Ausgewählter Auszug:
______

Im Übrigen heißt es wie stets: Wenn Ihnen unser Newsletter gefällt, sagen Sie es gerne w​eiter​ – wenn er Ihnen nicht gefällt, sagen Sie es besser nur uns. Über Anregungen und Kritik freuen wir uns. Schreiben Sie dazu gerne eine E-Mail an: earlytaxbirds@roedl.com​.


Beste Grüße
Philip Nürnberg und das Redaktionsteam
  

​​Aktuelle Gesetzgebung​​

STEUERFORTENTWICKLUNGSGESETZ vom Bundeskabinett beschlossen 

Am 24. Juli 2024 hat das Bundeskabinett den Regierungsentwurf eines Steuerfortentwicklungsgesetzes (SteFeG) beschlossen. Dieser geht aus dem bisherigen Referentenentwurf eines zweiten 
Jahressteuergesetzes 2024 (JStG 2024 II) hervor. Die bisher geplanten Maßnahmen wurden unverändert übernommen und bereits um einige Vorhaben aus der angekündigten Wachstumsinitiative ergänzt. Folgende Neuerungen wurden dabei aufgenommen:

  • Degressive AfA für bewegliche Wirtschaftsgüter des Anlagevermögens nach § 7 Abs. 2 EStG soll bis Ende 2028 verlängert werden. Der degressive Abschreibungssatz soll für nach dem 31. Dezember 2024 und vor dem 1. Januar 2029 angeschaffte oder hergestellte Wirtschaftsgüter das Zweieinhalbfache der linearen AfA, maximal 25 Prozent betragen.
  • Eine Nutzung des GWG-Sammelposten nach § 6 Abs. 2a EStG soll ab dem Jahr 2025 für Wirtschaftsgüter mit Anschaffungs- oder Herstellungskosten von 801 bis 5.000 Euro möglich sein. Statt über fünf Jahre soll der Aufwand zudem künftig über drei Jahre verteilt werden.
  • Die bestehende Pflicht, wonach es erforderlich ist, geringwertige Wirtschaftsgüter nach § 6 Abs. 2 EStG in ein besonderes, laufend zu führendes Verzeichnis aufzunehmen, soll ersatzlos gestrichen werden.
  • Als weitere Wirtschaftsförderung soll die maximale Bemessungsgrundlage der Forschungszulage für nach dem 31. Dezember 2024 entstehende förderfähige Aufwendungen von 10 Mio. EUR auf 12 Mio. EUR angehoben werden.

Die Stellungnahme des Bundesrats zum Gesetzesentwurf wird für den 27. September 2024 erwartet. Insbesondere erscheint derzeit fraglich, ob die Länder bereit sind, die für sie aus dem Gesetzesvorhaben resultierenden Steuerausfälle mitzutragen.

______

Angezeigte Daten:
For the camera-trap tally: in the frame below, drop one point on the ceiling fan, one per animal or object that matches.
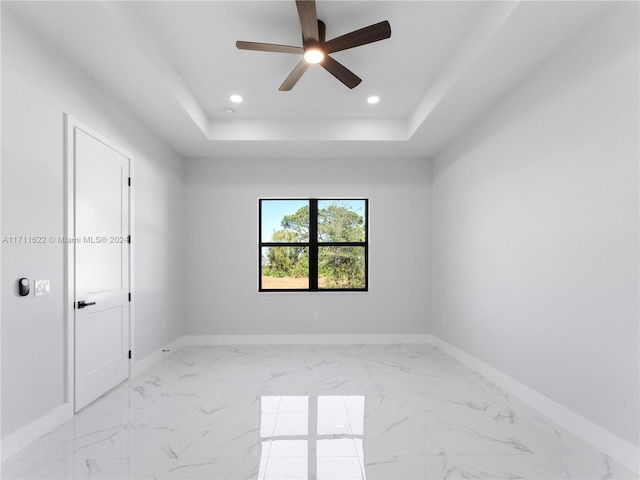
(315, 49)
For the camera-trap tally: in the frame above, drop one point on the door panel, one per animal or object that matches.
(101, 268)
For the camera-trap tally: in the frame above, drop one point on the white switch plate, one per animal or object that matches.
(41, 288)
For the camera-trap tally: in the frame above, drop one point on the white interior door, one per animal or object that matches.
(101, 267)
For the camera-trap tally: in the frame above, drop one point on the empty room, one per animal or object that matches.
(328, 240)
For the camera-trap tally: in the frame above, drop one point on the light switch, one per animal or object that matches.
(41, 288)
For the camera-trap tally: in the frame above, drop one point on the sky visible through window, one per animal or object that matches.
(273, 211)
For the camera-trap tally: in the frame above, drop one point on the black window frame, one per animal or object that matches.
(313, 245)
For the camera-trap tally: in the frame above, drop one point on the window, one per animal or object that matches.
(313, 245)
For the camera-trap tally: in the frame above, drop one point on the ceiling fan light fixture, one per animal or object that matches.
(313, 55)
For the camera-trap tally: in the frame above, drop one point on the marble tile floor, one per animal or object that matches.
(344, 412)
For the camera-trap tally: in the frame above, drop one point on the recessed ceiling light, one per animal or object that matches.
(313, 55)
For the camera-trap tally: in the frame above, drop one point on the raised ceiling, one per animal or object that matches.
(174, 64)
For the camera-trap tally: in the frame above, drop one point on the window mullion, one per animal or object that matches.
(313, 244)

______

Ziel der Übung:
Geben Sie aus dem Auszug zum Steuerfortentwicklungsgesetz den Abschnitt von „Beste Grüße“ bis einschließlich „25 Prozent betragen.“ wortgetreu wieder. Die Einträge spielen hierfür keine Rolle.

Antwort:
Beste Grüße
Philip Nürnberg und das Redaktionsteam
  

​​Aktuelle Gesetzgebung​​

STEUERFORTENTWICKLUNGSGESETZ vom Bundeskabinett beschlossen 

Am 24. Juli 2024 hat das Bundeskabinett den Regierungsentwurf eines Steuerfortentwicklungsgesetzes (SteFeG) beschlossen. Dieser geht aus dem bisherigen Referentenentwurf eines zweiten 
Jahressteuergesetzes 2024 (JStG 2024 II) hervor. Die bisher geplanten Maßnahmen wurden unverändert übernommen und bereits um einige Vorhaben aus der angekündigten Wachstumsinitiative ergänzt. Folgende Neuerungen wurden dabei aufgenommen:

  • Degressive AfA für bewegliche Wirtschaftsgüter des Anlagevermögens nach § 7 Abs. 2 EStG soll bis Ende 2028 verlängert werden. Der degressive Abschreibungssatz soll für nach dem 31. Dezember 2024 und vor dem 1. Januar 2029 angeschaffte oder hergestellte Wirtschaftsgüter das Zweieinhalbfache der linearen AfA, maximal 25 Prozent betragen.